Excerpt
◇ ◇ ◇ ◇ ◇
Fraud probe loss tops $15 million
Detectives have now identified about 45 people whose total losses exceeded $15 million in a case involving a local real estate investor under investigation for fraud.
Fredericksburg Police Department Detective Wayne Hunnicutt met with an FBI agent Friday afternoon to discuss the investigation involving longtime area resident James Ashby Moncure.
Moncure, 41, is being investigated on claims that he borrowed money from people and did not use the funds for the stated purpose of making real estate investments in the area. On March 4, he sent a long email to noteholders indicating that he would not be able to repay the promissory notes despite his original good intentions.
Since the email went out, Fredericksburg police and the FBI have been jointly investigating the case under code sections involving obtaining money by false pretense and securities fraud. The FBI has assigned an agent from its Richmond division.
◇ ◇ ◇ ◇ ◇
List of tasks
1. List each distinct number written in digits in the fraud report.
2. Echo the fraud report starting at the words "Fredericksburg Police Department" and stopping after "original good intentions.".
The records that come next play no role in this work.

(Stored data entries)
◇ ◇ ◇ ◇ ◇
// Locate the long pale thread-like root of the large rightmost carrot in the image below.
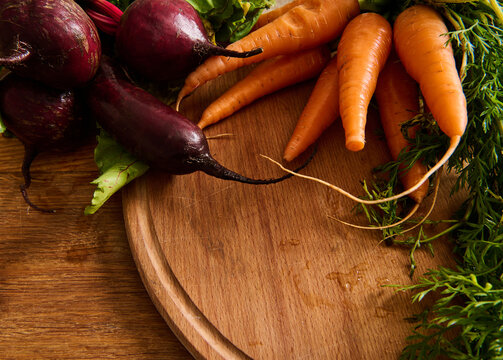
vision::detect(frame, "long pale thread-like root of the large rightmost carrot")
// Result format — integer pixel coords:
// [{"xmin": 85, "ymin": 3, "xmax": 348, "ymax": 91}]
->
[{"xmin": 261, "ymin": 136, "xmax": 461, "ymax": 205}]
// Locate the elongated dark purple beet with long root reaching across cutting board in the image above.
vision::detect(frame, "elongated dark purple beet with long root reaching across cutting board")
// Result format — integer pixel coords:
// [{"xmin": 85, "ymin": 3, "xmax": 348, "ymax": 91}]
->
[{"xmin": 85, "ymin": 57, "xmax": 309, "ymax": 184}]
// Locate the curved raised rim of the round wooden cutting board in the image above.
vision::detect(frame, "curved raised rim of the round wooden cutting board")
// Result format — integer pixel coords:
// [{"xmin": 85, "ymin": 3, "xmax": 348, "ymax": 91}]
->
[{"xmin": 123, "ymin": 186, "xmax": 250, "ymax": 359}]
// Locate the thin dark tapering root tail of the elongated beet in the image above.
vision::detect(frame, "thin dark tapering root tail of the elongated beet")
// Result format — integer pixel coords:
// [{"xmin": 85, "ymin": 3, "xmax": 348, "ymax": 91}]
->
[{"xmin": 201, "ymin": 148, "xmax": 317, "ymax": 185}]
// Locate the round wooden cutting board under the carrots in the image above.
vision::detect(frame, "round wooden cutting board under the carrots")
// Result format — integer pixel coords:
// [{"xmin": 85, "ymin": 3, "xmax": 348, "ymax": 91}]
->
[{"xmin": 123, "ymin": 61, "xmax": 466, "ymax": 359}]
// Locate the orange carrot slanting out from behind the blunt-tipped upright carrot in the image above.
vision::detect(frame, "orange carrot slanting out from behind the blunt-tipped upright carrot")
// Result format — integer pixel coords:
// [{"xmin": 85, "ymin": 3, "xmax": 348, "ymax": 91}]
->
[{"xmin": 283, "ymin": 57, "xmax": 339, "ymax": 161}]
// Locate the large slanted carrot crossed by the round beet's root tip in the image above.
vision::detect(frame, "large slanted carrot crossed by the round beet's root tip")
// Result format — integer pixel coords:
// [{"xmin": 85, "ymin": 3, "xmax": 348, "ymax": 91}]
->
[{"xmin": 176, "ymin": 0, "xmax": 360, "ymax": 109}]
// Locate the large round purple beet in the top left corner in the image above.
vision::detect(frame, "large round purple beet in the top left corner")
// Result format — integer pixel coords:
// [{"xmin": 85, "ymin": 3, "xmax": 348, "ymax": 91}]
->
[{"xmin": 0, "ymin": 0, "xmax": 101, "ymax": 89}]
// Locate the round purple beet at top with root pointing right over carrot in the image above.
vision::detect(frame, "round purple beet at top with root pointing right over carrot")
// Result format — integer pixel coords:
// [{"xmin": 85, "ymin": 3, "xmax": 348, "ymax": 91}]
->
[{"xmin": 116, "ymin": 0, "xmax": 262, "ymax": 82}]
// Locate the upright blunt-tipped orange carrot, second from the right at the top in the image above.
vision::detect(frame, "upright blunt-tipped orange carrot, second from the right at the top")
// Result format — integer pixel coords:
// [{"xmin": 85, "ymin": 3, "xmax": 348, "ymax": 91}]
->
[{"xmin": 337, "ymin": 13, "xmax": 392, "ymax": 151}]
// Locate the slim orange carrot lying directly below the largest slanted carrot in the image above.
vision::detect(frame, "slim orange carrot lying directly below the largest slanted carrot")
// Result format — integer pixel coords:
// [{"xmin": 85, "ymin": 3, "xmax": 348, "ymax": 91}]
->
[{"xmin": 197, "ymin": 45, "xmax": 330, "ymax": 129}]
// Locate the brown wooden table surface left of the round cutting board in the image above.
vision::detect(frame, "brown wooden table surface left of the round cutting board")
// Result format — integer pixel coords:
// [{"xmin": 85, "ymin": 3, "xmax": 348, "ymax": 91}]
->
[{"xmin": 0, "ymin": 137, "xmax": 191, "ymax": 360}]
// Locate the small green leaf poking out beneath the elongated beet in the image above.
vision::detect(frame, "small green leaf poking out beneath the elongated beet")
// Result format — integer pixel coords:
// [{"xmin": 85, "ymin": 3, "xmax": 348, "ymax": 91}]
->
[{"xmin": 84, "ymin": 130, "xmax": 149, "ymax": 215}]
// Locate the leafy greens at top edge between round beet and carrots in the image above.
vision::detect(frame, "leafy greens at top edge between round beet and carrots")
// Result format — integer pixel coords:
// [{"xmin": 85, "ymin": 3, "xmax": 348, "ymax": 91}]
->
[{"xmin": 187, "ymin": 0, "xmax": 275, "ymax": 43}]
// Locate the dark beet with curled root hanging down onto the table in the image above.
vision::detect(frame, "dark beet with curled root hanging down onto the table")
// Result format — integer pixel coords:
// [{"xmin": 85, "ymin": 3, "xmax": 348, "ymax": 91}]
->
[{"xmin": 0, "ymin": 74, "xmax": 88, "ymax": 211}]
◇ ◇ ◇ ◇ ◇
Solution set
1. $15 million, 45, 41, 4 (in "March 4")

2.
Fredericksburg Police Department Detective Wayne Hunnicutt met with an FBI agent Friday afternoon to discuss the investigation involving longtime area resident James Ashby Moncure.
Moncure, 41, is being investigated on claims that he borrowed money from people and did not use the funds for the stated purpose of making real estate investments in the area. On March 4, he sent a long email to noteholders indicating that he would not be able to repay the promissory notes despite his original good intentions.